<<<<
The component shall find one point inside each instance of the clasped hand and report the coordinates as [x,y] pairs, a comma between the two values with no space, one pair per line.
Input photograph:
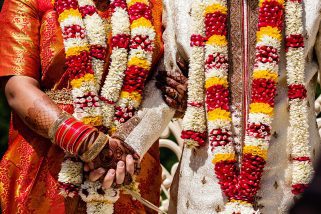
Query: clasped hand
[114,166]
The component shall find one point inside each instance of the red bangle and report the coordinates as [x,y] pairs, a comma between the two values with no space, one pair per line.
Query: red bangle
[72,137]
[71,134]
[83,138]
[68,130]
[61,130]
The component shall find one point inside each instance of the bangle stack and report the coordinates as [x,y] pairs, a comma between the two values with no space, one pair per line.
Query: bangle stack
[95,148]
[71,135]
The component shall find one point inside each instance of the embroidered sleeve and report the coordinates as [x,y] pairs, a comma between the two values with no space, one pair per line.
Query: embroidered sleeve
[19,39]
[153,117]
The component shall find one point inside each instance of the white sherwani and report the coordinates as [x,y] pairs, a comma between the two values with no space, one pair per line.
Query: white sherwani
[195,188]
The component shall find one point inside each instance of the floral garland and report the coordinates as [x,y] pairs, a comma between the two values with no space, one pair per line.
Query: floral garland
[79,63]
[194,122]
[119,56]
[139,60]
[84,34]
[298,136]
[241,187]
[209,42]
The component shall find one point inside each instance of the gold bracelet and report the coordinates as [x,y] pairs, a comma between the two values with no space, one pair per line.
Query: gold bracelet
[95,148]
[54,127]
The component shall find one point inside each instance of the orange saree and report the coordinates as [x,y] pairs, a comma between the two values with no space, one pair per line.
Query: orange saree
[31,45]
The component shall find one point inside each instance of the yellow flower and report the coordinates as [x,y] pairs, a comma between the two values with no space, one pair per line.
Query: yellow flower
[132,2]
[223,157]
[216,8]
[269,31]
[265,74]
[217,114]
[141,22]
[262,1]
[74,51]
[93,121]
[77,83]
[216,81]
[67,13]
[143,63]
[240,202]
[264,108]
[218,40]
[254,150]
[131,96]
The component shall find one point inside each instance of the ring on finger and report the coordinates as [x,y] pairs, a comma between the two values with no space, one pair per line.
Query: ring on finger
[175,96]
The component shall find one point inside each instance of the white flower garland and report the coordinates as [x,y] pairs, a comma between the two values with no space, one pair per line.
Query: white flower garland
[300,167]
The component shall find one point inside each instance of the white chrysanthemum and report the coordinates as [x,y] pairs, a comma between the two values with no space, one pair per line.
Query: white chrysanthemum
[74,42]
[235,207]
[141,54]
[138,31]
[194,119]
[98,67]
[108,112]
[71,172]
[71,20]
[93,191]
[99,208]
[114,79]
[302,172]
[226,149]
[298,131]
[267,66]
[293,18]
[219,124]
[210,49]
[120,22]
[261,143]
[216,72]
[197,14]
[269,41]
[258,118]
[295,66]
[95,30]
[210,2]
[196,76]
[83,3]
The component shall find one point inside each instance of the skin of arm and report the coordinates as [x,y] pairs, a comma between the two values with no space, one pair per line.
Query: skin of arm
[39,112]
[32,105]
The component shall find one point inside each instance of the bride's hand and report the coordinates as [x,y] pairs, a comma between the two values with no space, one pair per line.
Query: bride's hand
[173,85]
[115,165]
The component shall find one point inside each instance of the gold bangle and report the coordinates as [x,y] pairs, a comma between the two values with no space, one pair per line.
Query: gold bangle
[95,148]
[54,127]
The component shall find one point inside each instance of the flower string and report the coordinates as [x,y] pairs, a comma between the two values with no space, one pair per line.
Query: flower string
[79,63]
[119,56]
[139,60]
[240,187]
[132,45]
[298,135]
[194,122]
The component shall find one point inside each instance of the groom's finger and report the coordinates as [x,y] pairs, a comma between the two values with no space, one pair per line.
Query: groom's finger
[120,172]
[109,179]
[96,174]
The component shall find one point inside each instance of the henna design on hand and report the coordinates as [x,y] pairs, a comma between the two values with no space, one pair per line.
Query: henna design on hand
[173,85]
[114,152]
[42,115]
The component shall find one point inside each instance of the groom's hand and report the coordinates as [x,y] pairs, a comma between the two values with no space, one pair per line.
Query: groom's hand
[173,85]
[115,165]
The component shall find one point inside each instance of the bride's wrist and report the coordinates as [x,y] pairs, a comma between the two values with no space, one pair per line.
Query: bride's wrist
[71,135]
>>>>
**Exercise task**
Strip out the pictures and quote the remaining data word for word.

**Final answer**
The component shall find one point inside each instance of the clasped hand and report the coordinates as [x,y] pairs, a comma between the two values with no space, one pair per line.
Input photograph:
Query: clasped hand
[114,166]
The component shall find one point inside each instance of the red bangle and report the coordinates as [x,y] pairs, a comma between the two values with no space, one pair per line.
Query: red bangle
[72,137]
[71,134]
[83,138]
[68,130]
[61,130]
The component shall find one point inside each instance of the bangle stack and report the coordinates as [x,y] pairs, a comma between the two values with no space, one pair per line.
Query: bangle stack
[95,148]
[71,135]
The component shall find one point inside each instance of the embroidered sleeve and report the coordinates as [x,y] pairs, a comma between the two values with no space, one pair per line.
Query: embroidered sleeve
[19,39]
[153,117]
The component shall find one point inside each instance of the white sherwani and report the coordinates as [x,y] pairs, a comma between the two values with no space, one pair per line.
Query: white sherwani
[195,188]
The component shall find one point inside each instance of the floral garland and report the coordinates as [x,y] pairs, a comma between the two values with no space, one pair per line.
Query: floral garland
[79,63]
[194,122]
[119,56]
[139,60]
[84,34]
[298,136]
[241,187]
[209,42]
The component shall find one point inside each instance of the gold bracelet and report the coordinates as [x,y] pairs, a comma between the two values with no space, one pair per line.
Query: gold bracelet
[95,148]
[54,127]
The component shall find one point inside each instance of the orange saree and report the coordinates as [x,y] pairs, a comma between the two values with no space, one pair per line.
Query: orange saree
[31,45]
The component shall find one point inside each instance of the yellow flower and report the coordinates as [x,y] pairs, a comma between the two values with no space, one pair per line.
Query: yellow flower
[132,2]
[223,157]
[216,8]
[269,31]
[265,74]
[217,114]
[141,22]
[262,1]
[74,51]
[93,121]
[77,83]
[216,81]
[67,13]
[143,63]
[240,202]
[264,108]
[218,40]
[254,150]
[131,96]
The component shall find one point inside each instance of the ring on finger and report the coordinates as [x,y] pairs, a comma between the two values with no space, one pair per line.
Query: ring on finger
[175,96]
The component shall find one point inside each instance of the white flower garland and report the coordinates as [x,y] pairs, a comma between the two values with no space, one pair per line.
Query: white flower garland
[300,167]
The component shall find one point inside each instance of the white chrysanthemum and report the coordinates as [x,y] pairs, a comma between the two values with no space, one pair per line.
Query: white chrysanthemum
[74,42]
[235,207]
[141,54]
[138,31]
[194,119]
[98,67]
[108,112]
[71,172]
[71,20]
[93,191]
[99,208]
[114,79]
[302,172]
[226,149]
[298,131]
[267,66]
[293,18]
[219,124]
[210,49]
[120,22]
[261,143]
[216,72]
[197,14]
[269,41]
[258,118]
[295,66]
[95,30]
[210,2]
[196,76]
[83,3]
The component shall find one point inside each instance of the skin of arm and report the coordinates as [x,y] pairs, a comma between the two values with no space, one pair per line.
Query: skin of arm
[39,112]
[32,105]
The component shall find one point inside each instance of the bride's hand and report the coordinates as [x,y] pairs, a comma between the two values with no space, one pair per line.
Query: bride's hand
[173,85]
[115,165]
The component shall find one point inside each instance of the gold bangle and report the coordinates as [x,y] pairs, a comma between the two values with no space, one pair per line.
Query: gold bangle
[95,148]
[54,127]
The component shall find one point inside each instance of the flower string and report the coordinates as [x,y] pairs, a comma between the two values with no space, one pair per line.
Query: flower string
[79,63]
[119,56]
[139,60]
[240,187]
[132,45]
[298,135]
[194,122]
The component shall find one point inside each instance of the groom's finger and report the coordinates as [x,y] pairs, a comma between the two values with no space, one pair per line.
Query: groom's finger
[120,172]
[109,179]
[96,174]
The component shall find one point inside each instance of the henna design on hand and report the coordinates as [x,y] pairs, a comma between the two values with no space, one pair per line.
Query: henna design on hand
[173,85]
[114,152]
[42,115]
The component shall find one point inside each instance of the groom's hand and report the coordinates as [x,y] pairs, a comma between the two values with no space, one pair per line.
Query: groom's hand
[173,85]
[115,165]
The component shall find one point inside each instance of the bride's wrist and report the coordinates as [x,y] pairs, a comma between the two values with no space, one pair per line.
Query: bride's wrist
[71,135]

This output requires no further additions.